> **Data to examine**:
--*--

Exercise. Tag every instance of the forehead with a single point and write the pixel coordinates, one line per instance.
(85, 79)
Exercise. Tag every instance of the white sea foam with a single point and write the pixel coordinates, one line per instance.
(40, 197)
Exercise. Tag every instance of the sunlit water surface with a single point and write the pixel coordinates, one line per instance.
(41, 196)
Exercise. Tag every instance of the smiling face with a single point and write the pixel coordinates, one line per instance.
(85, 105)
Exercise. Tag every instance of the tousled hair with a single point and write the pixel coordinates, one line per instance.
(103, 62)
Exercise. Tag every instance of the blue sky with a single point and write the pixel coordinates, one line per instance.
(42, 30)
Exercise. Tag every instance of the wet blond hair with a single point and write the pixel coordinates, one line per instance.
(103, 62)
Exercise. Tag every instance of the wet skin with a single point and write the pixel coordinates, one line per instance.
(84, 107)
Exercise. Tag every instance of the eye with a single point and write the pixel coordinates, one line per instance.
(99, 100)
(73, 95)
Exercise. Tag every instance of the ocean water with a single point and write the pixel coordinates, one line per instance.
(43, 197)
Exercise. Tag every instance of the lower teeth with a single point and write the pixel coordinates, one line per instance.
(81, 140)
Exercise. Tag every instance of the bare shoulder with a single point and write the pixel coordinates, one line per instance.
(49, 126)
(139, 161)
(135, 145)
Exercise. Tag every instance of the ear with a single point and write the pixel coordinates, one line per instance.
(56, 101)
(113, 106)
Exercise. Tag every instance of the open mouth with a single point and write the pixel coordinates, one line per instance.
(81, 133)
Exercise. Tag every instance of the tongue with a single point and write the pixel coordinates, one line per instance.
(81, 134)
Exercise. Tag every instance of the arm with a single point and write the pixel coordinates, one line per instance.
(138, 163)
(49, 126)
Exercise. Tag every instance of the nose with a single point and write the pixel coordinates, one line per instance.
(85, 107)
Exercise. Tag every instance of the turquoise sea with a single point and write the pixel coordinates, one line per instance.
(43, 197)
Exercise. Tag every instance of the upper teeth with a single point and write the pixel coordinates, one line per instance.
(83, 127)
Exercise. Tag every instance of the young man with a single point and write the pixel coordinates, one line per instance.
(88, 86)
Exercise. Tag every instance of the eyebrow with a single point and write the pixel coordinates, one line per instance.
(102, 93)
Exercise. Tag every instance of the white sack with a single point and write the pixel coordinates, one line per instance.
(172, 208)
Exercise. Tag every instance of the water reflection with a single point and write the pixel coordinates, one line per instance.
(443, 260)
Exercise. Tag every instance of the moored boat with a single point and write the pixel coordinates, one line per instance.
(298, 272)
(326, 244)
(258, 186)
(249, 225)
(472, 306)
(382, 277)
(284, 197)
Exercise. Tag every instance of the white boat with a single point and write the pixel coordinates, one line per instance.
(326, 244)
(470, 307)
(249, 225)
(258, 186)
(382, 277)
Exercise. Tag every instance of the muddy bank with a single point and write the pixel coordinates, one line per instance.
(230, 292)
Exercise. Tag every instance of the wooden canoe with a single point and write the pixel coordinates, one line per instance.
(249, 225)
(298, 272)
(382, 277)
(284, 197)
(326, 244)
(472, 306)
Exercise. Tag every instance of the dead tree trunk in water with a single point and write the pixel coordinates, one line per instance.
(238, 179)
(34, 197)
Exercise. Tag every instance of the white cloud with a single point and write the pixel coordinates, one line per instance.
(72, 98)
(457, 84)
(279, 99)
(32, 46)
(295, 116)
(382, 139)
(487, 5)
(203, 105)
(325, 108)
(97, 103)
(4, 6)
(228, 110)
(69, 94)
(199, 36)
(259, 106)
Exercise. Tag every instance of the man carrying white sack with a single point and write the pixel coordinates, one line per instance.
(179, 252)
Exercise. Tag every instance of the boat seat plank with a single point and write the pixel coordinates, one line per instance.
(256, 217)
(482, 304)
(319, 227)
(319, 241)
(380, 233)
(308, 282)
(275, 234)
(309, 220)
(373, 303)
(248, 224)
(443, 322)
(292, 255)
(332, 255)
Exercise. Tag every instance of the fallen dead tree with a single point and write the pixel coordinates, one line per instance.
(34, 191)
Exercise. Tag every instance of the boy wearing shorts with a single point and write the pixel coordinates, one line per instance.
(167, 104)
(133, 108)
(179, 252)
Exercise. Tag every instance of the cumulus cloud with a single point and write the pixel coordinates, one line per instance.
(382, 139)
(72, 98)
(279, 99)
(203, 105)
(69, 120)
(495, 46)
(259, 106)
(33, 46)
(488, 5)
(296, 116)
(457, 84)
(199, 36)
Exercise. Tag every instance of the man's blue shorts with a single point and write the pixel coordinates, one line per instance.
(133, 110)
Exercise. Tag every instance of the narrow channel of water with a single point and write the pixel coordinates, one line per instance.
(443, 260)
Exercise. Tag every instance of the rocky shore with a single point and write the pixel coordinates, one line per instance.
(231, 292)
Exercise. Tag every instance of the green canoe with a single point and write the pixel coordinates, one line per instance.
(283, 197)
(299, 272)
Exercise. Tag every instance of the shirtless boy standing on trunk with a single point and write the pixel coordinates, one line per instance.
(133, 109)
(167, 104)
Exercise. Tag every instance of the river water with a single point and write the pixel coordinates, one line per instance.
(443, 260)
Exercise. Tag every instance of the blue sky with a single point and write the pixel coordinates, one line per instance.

--*--

> **About this task**: Would you set down all of the entries again, word for word?

> **Task output**:
Exercise. Tag every instance of the forehead with a single point and write the pixel coordinates, one line per instance.
(85, 79)
Exercise. Tag every instance of the white sea foam with a single point and write the pixel coordinates, one line per instance.
(40, 197)
Exercise. Tag every instance of the sunlit water surface with a single point and write the pixel coordinates, one line per instance.
(41, 196)
Exercise. Tag every instance of the smiling face with a single point and write the pixel coordinates, one line per instance.
(85, 105)
Exercise. Tag every instance of the tousled hair with a single point and write the pixel coordinates, one line per instance.
(103, 62)
Exercise. Tag every instance of the blue sky with a single point and write the pixel coordinates, one line per instance.
(42, 30)
Exercise. Tag every instance of the wet blond hair with a single point and write the pixel coordinates, one line per instance.
(103, 62)
Exercise. Tag every instance of the wet skin with a single point and write the pixel coordinates, one line per instance.
(84, 107)
Exercise. Tag every instance of the eye with a single point and write the pixel coordinates, one line per instance.
(99, 100)
(73, 95)
Exercise. Tag every instance of the ocean water with a single point and write the pixel coordinates, one line per instance.
(43, 197)
Exercise. Tag every instance of the lower teeth with a single point and write the pixel coordinates, one line per instance.
(81, 140)
Exercise. Tag every instance of the bare shoulder with a single point and write the pixel coordinates, one line per instance.
(49, 126)
(139, 161)
(135, 145)
Exercise. Tag every instance of the ear with a single point and write the pixel coordinates, one line per instance.
(56, 101)
(113, 106)
Exercise. Tag every instance of the open mouth with a single point and write the pixel coordinates, one line per instance.
(81, 133)
Exercise. Tag every instance of the tongue with a single point and write the pixel coordinates, one line per instance.
(81, 134)
Exercise. Tag every instance of the arm with a single point and write the pixel coordinates, one line per instance.
(138, 163)
(49, 126)
Exercise. Tag every instance of the nose with a single point and write the pixel coordinates, one line per instance.
(85, 107)
Exercise. Tag every instance of the turquoise sea with a single point and write the pixel coordinates, one line per instance.
(43, 197)
Exercise. Tag every instance of the upper teeth with a single point and write the pixel coordinates, one line per instance.
(83, 127)
Exercise. Tag every instance of the young man with a single point and write the pixel coordinates, one line per instance.
(88, 86)
Exercise. Tag every instance of the eyebrow with a single point and write the pixel coordinates, one line per instance.
(102, 93)
Exercise. Tag every instance of the white sack with a single point and write the pixel coordinates, one line per instance.
(172, 208)
Exercise. Tag every instance of the water reflection with a single point and write the pixel coordinates, one line per instance.
(443, 260)
Exercise. Tag every instance of the moored boat with a single point and write the pixel coordinates, one line per instance.
(298, 272)
(326, 244)
(258, 186)
(249, 225)
(472, 306)
(382, 277)
(284, 197)
Exercise. Tag every instance of the white boat with a single point and write the pixel coordinates, one line per instance.
(326, 244)
(470, 307)
(249, 225)
(258, 186)
(382, 277)
Exercise. Tag every instance of the muddy bank with a single point and write the pixel coordinates, one line per instance.
(230, 292)
Exercise. Tag every instance of the wooden canoe with a single point and write the pixel coordinates, one line per instance.
(249, 225)
(298, 272)
(382, 277)
(284, 197)
(326, 244)
(472, 306)
Exercise. Tag every instance of the dead tree trunk in water with a single point and write the pixel coordinates, one line per instance.
(238, 179)
(34, 197)
Exercise. Tag every instance of the white cloud with a single point and write the pixel coordinates, one line per instance.
(72, 98)
(457, 84)
(279, 99)
(32, 46)
(295, 116)
(382, 139)
(487, 5)
(203, 105)
(325, 108)
(97, 103)
(4, 6)
(228, 110)
(69, 94)
(199, 36)
(259, 106)
Exercise. Tag every instance of the man carrying white sack with a single point and write the pixel coordinates, one line per instance.
(179, 252)
Exercise. Tag every instance of the boat seat plank with a single point and write the pixel coordinates, one line per instance.
(256, 217)
(482, 304)
(319, 227)
(319, 241)
(380, 233)
(308, 282)
(275, 234)
(309, 220)
(373, 303)
(248, 224)
(443, 322)
(292, 255)
(332, 255)
Exercise. Tag every instance of the fallen dead tree with a single point and write the pixel coordinates, one line per instance.
(34, 191)
Exercise. Tag every instance of the boy wearing shorts with a single point and write the pixel coordinates, one line per instance.
(167, 104)
(133, 108)
(179, 252)
Exercise. Tag every instance of the cumulus cloud with a single point and write the pixel coordinates, one line per instance.
(382, 139)
(72, 98)
(279, 99)
(203, 105)
(69, 120)
(495, 46)
(259, 106)
(33, 46)
(488, 5)
(296, 116)
(457, 84)
(199, 36)
Exercise. Tag every instance of the man's blue shorts with a single point and write the pixel coordinates, one line per instance.
(133, 110)
Exercise. Tag every instance of the narrow channel of water with a single point and write the pixel coordinates, one line per instance.
(443, 260)
Exercise. Tag every instance of the rocky shore with a single point and write the pixel coordinates, one line per instance.
(231, 292)
Exercise. Tag every instance of the green canoe with a single point and write the pixel coordinates, one line per instance.
(283, 197)
(299, 272)
Exercise. Tag every instance of the shirtless boy standing on trunk with a single point and write the pixel coordinates, one line per instance.
(133, 109)
(167, 104)
Exercise. Tag every instance of the river water with a single point and write the pixel coordinates, one line per instance.
(443, 260)
Exercise. Tag every instance of the blue sky with a single point and write the pixel coordinates, one line per instance.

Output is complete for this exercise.